-- YOUR INSTRUCTIONS --
From the line with "Objective: a point on each instance of the tree" to the last line of the data below, repeat every line exactly and add nothing.

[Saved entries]
- Opening Delimiter -

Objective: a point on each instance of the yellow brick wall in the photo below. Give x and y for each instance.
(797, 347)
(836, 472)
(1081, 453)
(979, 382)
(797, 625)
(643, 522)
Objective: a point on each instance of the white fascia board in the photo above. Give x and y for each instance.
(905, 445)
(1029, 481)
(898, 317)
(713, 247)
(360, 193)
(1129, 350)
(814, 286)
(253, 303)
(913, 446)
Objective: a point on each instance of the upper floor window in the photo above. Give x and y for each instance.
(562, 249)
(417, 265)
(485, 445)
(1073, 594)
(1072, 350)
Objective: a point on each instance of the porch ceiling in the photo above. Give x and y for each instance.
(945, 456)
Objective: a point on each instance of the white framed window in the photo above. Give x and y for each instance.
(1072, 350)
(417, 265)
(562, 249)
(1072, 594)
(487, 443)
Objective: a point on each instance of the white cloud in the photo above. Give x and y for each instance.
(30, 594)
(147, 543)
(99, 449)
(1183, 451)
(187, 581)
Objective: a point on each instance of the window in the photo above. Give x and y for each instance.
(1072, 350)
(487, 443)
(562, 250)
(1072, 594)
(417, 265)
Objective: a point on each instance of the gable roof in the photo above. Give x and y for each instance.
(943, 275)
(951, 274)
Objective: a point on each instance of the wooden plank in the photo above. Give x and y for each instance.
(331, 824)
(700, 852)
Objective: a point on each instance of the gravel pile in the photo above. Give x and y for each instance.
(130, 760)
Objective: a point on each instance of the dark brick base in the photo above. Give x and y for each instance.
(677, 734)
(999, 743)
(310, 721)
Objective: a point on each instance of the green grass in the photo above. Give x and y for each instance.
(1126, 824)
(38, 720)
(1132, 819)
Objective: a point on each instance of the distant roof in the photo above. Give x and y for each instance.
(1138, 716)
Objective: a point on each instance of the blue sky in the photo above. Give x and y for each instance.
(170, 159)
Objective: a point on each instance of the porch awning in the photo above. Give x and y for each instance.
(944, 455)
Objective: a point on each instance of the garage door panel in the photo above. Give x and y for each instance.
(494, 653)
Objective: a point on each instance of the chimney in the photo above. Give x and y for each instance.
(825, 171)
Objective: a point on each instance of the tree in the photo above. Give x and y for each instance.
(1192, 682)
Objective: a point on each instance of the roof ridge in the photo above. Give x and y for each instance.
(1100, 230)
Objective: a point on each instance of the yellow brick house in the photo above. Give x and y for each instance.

- Closing Delimiter -

-- TASK RESPONSE --
Objective: a point on each instance of the tree in the photo above. Give x and y for each instance.
(1192, 682)
Objective: a point on each instance of the roof ridge in the photo above. Give x and y for each instance.
(1100, 230)
Objective: a point on each instance of the yellow brick house in the photo above. Give x and y for each instance.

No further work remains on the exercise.